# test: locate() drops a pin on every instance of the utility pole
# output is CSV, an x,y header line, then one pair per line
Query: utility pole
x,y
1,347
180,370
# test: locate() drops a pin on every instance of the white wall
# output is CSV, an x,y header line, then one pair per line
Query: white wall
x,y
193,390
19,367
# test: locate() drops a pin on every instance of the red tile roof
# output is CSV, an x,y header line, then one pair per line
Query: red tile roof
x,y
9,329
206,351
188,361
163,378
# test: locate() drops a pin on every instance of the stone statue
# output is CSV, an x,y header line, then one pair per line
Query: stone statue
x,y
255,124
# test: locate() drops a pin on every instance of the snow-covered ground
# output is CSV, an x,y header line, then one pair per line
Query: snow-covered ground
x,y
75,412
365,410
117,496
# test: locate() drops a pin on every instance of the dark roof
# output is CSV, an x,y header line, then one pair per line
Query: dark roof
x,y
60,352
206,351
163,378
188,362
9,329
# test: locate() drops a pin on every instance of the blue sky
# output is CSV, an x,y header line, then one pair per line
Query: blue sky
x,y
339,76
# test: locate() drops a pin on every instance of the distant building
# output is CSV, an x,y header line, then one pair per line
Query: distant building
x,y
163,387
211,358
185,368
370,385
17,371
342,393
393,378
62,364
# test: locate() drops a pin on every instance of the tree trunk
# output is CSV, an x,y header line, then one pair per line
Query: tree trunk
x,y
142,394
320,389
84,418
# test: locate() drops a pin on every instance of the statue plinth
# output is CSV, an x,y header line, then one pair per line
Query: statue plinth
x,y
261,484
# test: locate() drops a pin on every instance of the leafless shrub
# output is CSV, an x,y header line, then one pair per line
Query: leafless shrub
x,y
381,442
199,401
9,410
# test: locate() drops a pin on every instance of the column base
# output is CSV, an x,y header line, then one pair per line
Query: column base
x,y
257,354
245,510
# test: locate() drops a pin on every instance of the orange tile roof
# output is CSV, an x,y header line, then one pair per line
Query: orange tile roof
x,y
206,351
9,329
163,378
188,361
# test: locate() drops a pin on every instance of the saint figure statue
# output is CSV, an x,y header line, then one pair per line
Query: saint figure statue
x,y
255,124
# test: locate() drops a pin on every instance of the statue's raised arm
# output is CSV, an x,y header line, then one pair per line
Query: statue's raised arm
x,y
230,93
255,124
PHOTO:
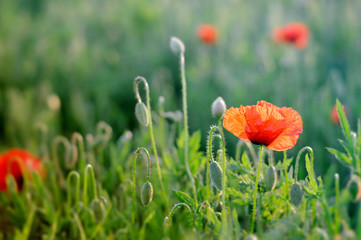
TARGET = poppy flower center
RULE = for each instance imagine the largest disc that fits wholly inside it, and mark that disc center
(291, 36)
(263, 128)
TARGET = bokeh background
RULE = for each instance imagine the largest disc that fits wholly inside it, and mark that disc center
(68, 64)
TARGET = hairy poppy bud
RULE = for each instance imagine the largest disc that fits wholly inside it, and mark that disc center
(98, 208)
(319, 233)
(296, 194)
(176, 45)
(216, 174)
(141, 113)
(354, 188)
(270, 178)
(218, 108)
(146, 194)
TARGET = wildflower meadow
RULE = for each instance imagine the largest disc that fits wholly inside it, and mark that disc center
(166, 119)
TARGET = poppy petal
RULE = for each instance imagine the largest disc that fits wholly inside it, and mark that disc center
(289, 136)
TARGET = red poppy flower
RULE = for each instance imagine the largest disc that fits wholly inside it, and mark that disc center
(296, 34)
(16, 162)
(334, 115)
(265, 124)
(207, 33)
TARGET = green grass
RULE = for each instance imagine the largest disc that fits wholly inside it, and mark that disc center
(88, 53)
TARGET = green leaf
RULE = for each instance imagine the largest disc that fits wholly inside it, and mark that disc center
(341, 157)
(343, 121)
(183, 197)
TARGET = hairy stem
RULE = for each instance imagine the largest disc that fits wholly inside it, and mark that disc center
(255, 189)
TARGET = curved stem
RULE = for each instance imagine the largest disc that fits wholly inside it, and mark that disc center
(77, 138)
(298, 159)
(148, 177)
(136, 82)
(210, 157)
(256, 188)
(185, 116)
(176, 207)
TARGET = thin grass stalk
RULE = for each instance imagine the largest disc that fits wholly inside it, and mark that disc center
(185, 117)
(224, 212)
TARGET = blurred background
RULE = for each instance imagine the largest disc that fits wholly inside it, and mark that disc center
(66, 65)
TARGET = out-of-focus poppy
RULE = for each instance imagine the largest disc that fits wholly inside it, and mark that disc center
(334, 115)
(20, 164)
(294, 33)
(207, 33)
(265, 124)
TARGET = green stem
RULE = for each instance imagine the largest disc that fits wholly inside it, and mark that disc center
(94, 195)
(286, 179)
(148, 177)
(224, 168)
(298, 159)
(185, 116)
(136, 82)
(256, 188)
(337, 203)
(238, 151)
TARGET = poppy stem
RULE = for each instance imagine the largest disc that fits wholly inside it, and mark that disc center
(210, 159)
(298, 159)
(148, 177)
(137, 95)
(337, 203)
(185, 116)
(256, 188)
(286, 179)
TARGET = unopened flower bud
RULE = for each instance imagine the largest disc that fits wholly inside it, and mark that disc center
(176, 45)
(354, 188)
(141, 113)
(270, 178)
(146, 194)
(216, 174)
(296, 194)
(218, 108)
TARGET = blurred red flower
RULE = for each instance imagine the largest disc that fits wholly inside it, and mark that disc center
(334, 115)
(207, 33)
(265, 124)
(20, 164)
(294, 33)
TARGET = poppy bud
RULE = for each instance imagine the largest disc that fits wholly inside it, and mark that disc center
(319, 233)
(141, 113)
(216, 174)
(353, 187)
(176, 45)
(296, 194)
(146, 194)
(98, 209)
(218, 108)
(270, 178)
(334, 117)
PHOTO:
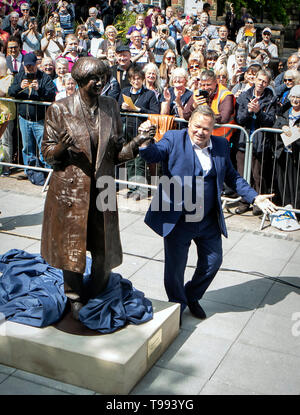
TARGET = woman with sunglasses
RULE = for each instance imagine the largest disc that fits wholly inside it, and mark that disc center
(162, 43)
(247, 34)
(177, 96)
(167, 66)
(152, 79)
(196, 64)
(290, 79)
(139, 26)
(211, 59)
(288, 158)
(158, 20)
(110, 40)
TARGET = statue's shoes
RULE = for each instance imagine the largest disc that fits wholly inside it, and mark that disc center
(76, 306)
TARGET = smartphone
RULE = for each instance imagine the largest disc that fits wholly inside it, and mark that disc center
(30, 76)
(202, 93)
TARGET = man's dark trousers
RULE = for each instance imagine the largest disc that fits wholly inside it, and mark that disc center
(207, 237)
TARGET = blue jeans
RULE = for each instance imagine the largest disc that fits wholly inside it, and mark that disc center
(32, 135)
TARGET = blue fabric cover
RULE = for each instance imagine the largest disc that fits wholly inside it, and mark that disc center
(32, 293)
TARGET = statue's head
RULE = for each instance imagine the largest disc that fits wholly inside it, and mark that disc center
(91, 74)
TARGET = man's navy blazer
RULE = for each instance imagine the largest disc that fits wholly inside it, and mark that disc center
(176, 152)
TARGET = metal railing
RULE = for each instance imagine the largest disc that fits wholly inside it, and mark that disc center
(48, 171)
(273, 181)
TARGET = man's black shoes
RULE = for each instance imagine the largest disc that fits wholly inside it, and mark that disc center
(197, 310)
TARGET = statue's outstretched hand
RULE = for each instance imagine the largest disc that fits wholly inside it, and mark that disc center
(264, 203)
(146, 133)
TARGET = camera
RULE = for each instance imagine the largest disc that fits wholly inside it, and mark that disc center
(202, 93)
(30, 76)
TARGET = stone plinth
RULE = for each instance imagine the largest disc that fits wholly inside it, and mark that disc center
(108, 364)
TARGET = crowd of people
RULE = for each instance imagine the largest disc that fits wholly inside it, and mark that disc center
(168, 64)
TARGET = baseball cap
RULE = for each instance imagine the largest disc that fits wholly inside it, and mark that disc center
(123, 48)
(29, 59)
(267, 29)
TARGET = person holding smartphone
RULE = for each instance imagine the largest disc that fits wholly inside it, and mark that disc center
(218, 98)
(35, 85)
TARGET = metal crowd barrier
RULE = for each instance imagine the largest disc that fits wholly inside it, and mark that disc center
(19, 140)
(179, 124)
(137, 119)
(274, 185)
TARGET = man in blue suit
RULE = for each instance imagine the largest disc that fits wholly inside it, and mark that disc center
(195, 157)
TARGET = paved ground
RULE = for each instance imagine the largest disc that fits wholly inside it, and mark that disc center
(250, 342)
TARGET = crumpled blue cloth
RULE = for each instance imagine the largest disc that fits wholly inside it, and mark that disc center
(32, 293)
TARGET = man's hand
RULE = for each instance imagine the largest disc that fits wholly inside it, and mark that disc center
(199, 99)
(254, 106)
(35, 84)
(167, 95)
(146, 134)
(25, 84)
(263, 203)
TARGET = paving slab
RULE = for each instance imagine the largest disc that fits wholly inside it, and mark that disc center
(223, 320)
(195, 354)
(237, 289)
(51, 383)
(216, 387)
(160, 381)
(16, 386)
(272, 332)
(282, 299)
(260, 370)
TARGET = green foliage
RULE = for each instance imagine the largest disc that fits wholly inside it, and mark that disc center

---

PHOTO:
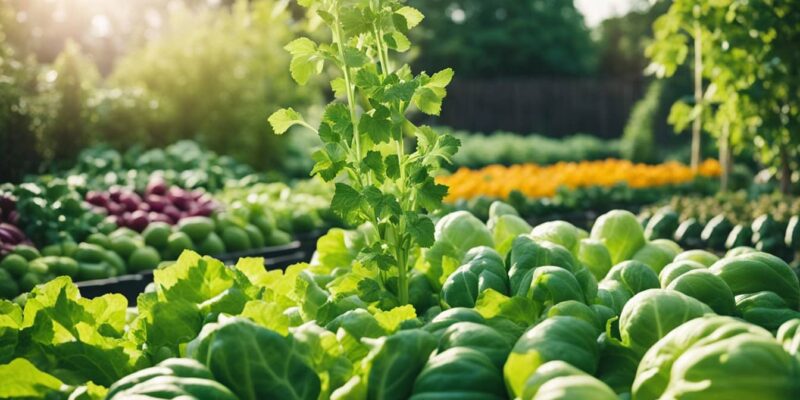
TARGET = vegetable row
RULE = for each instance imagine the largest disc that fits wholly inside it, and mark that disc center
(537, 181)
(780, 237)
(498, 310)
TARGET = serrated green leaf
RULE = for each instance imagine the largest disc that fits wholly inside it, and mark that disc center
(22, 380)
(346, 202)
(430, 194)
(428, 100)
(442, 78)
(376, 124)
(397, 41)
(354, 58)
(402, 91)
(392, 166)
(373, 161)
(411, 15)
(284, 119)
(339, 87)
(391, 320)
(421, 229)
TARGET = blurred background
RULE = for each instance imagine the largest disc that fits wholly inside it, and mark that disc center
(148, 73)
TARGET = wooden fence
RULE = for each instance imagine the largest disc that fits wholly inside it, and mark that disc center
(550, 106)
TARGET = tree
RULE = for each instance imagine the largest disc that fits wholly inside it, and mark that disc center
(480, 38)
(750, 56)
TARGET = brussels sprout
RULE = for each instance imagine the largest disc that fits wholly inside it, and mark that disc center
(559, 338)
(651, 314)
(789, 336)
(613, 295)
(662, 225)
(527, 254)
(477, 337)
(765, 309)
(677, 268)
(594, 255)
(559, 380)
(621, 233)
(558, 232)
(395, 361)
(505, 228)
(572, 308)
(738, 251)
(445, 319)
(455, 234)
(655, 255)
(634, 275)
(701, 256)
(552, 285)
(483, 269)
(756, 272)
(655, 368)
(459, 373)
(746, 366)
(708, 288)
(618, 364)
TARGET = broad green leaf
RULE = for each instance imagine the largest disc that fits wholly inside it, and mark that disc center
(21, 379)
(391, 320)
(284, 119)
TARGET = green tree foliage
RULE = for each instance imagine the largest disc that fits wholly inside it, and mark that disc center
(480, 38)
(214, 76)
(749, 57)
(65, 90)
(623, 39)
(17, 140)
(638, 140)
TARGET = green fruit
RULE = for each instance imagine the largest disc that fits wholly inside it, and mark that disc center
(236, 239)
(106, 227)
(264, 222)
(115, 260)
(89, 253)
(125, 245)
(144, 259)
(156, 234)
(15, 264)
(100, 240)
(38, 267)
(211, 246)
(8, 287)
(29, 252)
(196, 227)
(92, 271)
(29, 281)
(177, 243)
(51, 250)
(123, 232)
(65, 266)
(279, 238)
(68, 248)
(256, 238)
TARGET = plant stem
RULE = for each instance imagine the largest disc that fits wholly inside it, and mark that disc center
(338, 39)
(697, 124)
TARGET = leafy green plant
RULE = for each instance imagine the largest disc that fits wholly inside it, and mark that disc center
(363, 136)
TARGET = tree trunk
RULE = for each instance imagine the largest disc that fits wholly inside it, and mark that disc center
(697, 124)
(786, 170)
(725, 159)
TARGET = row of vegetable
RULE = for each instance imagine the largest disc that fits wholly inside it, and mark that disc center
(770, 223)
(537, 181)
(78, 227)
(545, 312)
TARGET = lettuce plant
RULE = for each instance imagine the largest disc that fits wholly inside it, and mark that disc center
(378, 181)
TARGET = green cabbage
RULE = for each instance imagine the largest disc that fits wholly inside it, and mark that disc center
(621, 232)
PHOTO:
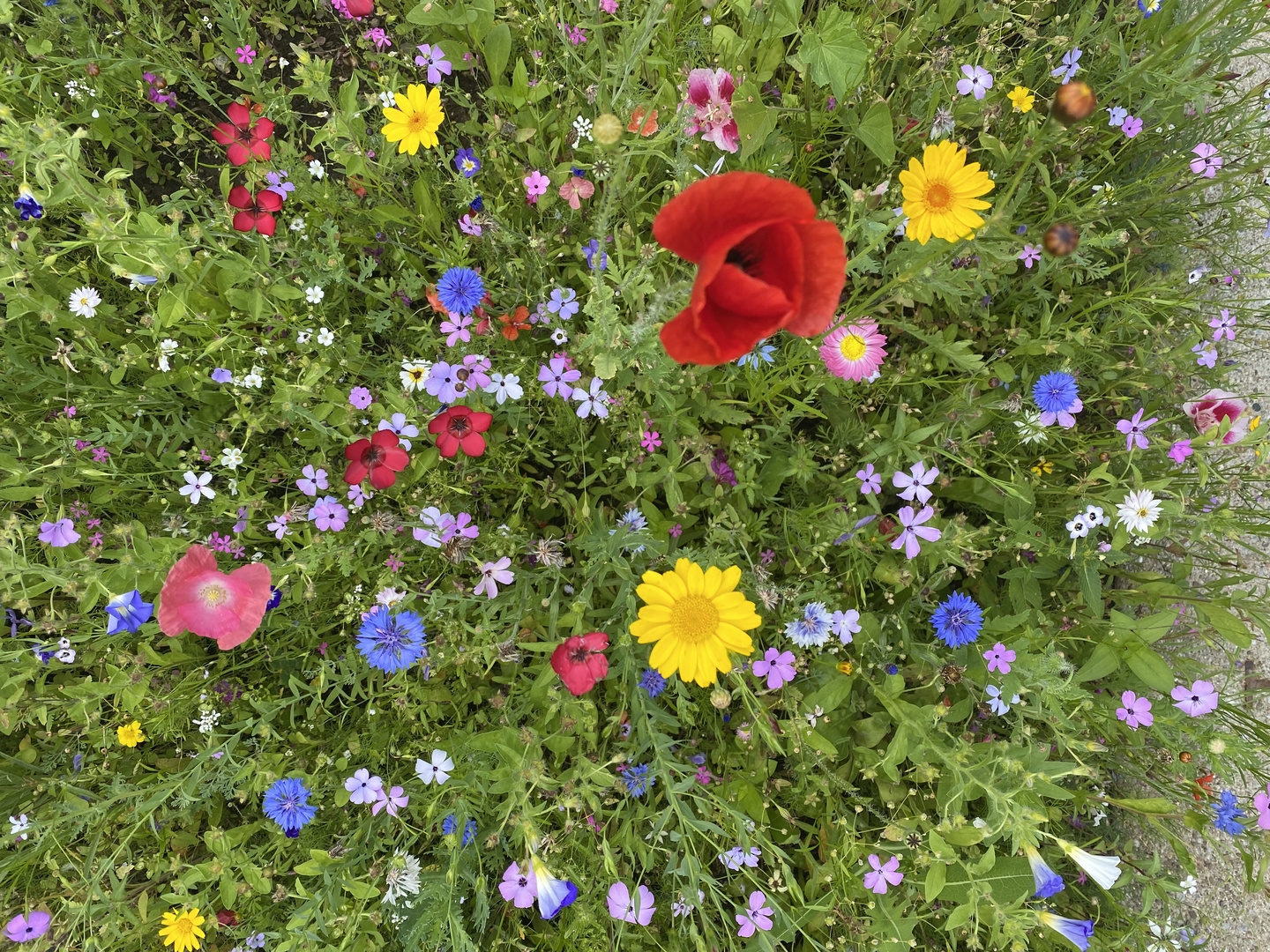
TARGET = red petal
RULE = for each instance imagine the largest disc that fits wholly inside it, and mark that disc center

...

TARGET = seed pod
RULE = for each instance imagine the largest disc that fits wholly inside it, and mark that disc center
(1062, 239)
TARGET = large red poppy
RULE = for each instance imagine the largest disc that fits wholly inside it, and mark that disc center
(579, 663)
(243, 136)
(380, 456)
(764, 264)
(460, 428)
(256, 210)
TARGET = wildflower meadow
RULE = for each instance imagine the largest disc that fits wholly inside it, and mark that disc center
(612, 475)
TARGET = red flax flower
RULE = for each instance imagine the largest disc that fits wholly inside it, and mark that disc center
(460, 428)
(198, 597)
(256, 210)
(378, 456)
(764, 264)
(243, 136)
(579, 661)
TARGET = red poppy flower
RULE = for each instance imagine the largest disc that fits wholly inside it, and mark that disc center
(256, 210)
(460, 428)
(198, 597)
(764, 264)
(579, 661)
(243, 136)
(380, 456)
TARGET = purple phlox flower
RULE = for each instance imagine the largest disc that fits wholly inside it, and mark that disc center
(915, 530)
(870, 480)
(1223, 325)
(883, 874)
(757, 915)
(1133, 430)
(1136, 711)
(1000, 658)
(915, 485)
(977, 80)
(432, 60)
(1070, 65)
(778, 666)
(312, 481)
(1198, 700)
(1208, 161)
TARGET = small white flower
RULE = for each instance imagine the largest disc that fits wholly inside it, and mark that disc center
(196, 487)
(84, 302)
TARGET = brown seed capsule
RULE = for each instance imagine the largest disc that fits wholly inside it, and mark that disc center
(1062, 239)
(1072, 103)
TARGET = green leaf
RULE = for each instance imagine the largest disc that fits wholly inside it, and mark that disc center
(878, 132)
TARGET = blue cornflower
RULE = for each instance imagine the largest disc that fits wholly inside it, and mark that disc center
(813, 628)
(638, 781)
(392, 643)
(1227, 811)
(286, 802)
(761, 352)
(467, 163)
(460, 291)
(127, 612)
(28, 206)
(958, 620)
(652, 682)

**Exercise requirements:** From the material above, set down exactly the lines starting at the one with "TARGET = man's black shoes" and ending at the one with "TARGET = baseball cap", end lines included.

**Your solution:**
TARGET = man's black shoes
RULE = for each instance imagine the largest disc that fits wholly inside it, and mark that disc center
(197, 310)
TARGET = statue's outstretched hand
RULE = for each instance imagine the largest disc that fits wholly inside it, and mark that disc center
(264, 203)
(146, 133)
TARGET = camera
RULE = for each instance imagine the largest disc that fits wholly inside it, and mark that disc center
(202, 93)
(30, 76)
TARGET = stone plinth
RULE = for each instance imagine the largest disc that fits wholly inside it, and mark that disc center
(108, 364)
TARGET = crowd of people
RULE = for each instance imagine the largest disc that fits wholly inside it, and mark that disc center
(168, 64)
TARGET = baseball cap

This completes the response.